- EXERCISE INSTRUCTIONS -
Rewrite the stretch of material from the line containing "Please tag the banner" through the line containing "column 128, row 532", renaming "banner sign" to "hanging sign" and leaving everything else the same.

- RECORDS FOR THE TASK -
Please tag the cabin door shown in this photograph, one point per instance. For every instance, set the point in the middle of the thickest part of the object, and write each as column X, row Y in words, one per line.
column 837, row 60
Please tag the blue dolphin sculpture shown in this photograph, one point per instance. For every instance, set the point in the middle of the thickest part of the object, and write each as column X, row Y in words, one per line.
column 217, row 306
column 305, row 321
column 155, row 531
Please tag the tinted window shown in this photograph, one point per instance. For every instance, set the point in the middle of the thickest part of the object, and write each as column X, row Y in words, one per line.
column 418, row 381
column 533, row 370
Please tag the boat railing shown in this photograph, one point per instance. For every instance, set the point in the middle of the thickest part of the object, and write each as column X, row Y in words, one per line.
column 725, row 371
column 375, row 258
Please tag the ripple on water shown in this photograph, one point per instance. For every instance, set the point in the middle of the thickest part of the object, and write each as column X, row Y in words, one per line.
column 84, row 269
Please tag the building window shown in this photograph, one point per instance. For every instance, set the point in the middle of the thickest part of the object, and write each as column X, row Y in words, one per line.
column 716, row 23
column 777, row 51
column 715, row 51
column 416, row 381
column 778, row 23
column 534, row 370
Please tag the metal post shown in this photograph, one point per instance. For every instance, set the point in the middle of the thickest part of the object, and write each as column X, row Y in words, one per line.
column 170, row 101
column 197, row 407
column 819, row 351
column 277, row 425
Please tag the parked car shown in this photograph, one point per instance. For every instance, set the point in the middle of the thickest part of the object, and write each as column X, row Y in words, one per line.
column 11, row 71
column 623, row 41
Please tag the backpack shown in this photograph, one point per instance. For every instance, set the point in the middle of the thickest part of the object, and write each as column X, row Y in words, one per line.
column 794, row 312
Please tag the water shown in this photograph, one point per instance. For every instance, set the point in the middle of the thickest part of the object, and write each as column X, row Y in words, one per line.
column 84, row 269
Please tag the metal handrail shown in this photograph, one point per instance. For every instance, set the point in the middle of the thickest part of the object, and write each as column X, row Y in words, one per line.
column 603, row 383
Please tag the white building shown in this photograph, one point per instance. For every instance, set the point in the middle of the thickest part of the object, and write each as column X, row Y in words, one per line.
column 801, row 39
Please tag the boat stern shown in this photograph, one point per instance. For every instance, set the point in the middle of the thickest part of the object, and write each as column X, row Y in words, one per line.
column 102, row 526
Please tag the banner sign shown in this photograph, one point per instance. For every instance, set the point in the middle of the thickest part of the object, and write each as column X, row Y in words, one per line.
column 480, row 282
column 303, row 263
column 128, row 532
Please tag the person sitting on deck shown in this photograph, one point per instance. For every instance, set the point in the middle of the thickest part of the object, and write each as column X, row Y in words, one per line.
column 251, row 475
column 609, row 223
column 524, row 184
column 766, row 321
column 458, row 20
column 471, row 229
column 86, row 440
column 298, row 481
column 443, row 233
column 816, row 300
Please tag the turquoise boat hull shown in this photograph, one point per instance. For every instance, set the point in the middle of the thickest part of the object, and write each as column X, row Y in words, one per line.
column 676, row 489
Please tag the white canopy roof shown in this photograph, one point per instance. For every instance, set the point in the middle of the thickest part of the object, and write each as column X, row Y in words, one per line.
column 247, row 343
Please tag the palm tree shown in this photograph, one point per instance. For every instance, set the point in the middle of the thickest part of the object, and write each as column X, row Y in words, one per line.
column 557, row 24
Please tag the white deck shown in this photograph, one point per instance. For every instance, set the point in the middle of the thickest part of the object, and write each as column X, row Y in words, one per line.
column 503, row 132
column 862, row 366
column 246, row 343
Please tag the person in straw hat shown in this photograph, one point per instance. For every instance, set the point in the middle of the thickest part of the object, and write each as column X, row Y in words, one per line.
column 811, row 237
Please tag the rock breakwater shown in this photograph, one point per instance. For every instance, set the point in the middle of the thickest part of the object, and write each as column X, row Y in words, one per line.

- WRITTEN ANSWER -
Please tag the hanging sign shown in this photograph, one point per instance. For every instance, set the point in the middle of the thickest part of the object, and write each as column X, row Y in words, one per line.
column 480, row 282
column 303, row 263
column 128, row 532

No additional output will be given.